One of the purposes of the individual mandate is to make other provisions of the Act economically feasible. For example, other provisions of the Act will eventually require insurers to offer coverage at the same cost to all individuals of the same age and geographic location, regardless of an individual’s pre-existing health conditions. Before the Act, pre-existing health conditions would normally have prevented an individual from getting affordable coverage or any coverage at all. In essence, the Act now requires insurers to provide coverage to high-risk individuals, and to charge those individuals the same premiums that are charged to lower-risk individuals. (Employers who provide group health coverage are already subject to similar requirements through ERISA and HIPAA.) When Congress was drafting the Act, it determined that the requirement to cover high-risk individuals would likely increase the cost of premiums, especially in the individual market, because these individuals would be able to get coverage on the same terms as everyone else.

The individual mandate was intended to ameliorate this outcome by requiring everyone, both high-risk and low-risk, to purchase coverage. The idea is that the more people an insurer covers (and in particular, the more low-risk people an insurer covers), the less expensive everyone’s coverage will be, because low-risk individuals who had not previously decided to purchase health insurance would be required to do so for the first time.

===

▸ Exercise details
Condense the paragraph of the individual mandate excerpt that begins "One of the purposes of the individual mandate" into a short bulleted list that keeps its main facts.

▸ Source material
===

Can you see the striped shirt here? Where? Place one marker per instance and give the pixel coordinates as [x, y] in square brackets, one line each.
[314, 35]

===

▸ Exercise response
- One purpose of the individual mandate is to make other provisions of the Act economically feasible.
- Other provisions will eventually require insurers to offer coverage at the same cost to all individuals of the same age and geographic location, regardless of pre-existing health conditions.
- Before the Act, pre-existing health conditions would normally have kept an individual from getting affordable coverage or any coverage at all.
- The Act in effect requires insurers to cover high-risk individuals and to charge them the same premiums as lower-risk individuals.
- Employers who provide group health coverage already face similar requirements through ERISA and HIPAA.
- Congress determined that covering high-risk individuals on the same terms as everyone else would likely increase premiums, especially in the individual market.